In the data below, find the line that contains "Given the image above, detect the black metal chair." and the line that contains "Given the image above, detect the wooden". Copy both, plus every line between them, exactly.
Provided information Start Marker
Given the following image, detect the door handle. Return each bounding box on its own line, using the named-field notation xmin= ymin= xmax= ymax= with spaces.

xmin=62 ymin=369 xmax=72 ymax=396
Provided information End Marker
Provided information Start Marker
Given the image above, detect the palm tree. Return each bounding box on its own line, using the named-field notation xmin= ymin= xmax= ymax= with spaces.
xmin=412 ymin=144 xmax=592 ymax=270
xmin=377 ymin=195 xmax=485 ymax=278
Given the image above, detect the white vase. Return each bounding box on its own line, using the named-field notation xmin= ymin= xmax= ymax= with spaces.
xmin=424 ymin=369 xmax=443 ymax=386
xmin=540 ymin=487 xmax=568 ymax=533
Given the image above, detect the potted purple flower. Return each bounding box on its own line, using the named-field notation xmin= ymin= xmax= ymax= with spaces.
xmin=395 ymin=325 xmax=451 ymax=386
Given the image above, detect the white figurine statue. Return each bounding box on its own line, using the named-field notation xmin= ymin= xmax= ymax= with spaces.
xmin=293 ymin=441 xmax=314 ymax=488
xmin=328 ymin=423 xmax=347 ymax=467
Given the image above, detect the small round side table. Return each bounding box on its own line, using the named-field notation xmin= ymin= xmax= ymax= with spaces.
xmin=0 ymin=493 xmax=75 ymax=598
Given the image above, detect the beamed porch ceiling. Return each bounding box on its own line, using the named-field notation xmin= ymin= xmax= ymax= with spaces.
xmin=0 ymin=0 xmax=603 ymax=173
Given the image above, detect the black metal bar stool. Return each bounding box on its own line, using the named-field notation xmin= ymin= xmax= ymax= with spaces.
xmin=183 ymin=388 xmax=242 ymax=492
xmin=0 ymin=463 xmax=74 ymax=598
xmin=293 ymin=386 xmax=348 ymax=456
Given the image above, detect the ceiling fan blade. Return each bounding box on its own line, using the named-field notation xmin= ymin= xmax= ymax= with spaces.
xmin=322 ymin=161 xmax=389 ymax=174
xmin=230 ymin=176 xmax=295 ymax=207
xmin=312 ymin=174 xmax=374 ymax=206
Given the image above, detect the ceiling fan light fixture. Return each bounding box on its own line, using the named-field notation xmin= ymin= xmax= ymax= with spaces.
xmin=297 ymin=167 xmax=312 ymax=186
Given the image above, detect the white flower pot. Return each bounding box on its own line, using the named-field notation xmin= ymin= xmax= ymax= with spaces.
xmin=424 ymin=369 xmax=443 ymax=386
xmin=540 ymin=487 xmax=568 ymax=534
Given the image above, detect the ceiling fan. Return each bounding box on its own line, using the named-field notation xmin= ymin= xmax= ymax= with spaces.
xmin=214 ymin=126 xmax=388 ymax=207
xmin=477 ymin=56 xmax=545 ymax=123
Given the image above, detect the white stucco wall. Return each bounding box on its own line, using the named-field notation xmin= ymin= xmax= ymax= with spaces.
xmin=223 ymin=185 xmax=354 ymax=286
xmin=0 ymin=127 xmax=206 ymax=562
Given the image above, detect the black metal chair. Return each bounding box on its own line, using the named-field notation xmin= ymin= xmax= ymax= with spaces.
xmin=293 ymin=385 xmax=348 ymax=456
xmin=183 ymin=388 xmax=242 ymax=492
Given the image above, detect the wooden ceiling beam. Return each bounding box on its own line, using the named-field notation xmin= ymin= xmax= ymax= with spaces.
Provided information End Marker
▶ **Response area**
Given the image above, detect the black metal chair. Return each bounding box on its own line, using the named-field notation xmin= ymin= xmax= ymax= with spaces.
xmin=293 ymin=385 xmax=348 ymax=456
xmin=183 ymin=388 xmax=242 ymax=492
Given the image above, detect the wooden ceiling beam. Return each bounding box on its own line, using the named-field notation xmin= ymin= xmax= ymax= with spaces.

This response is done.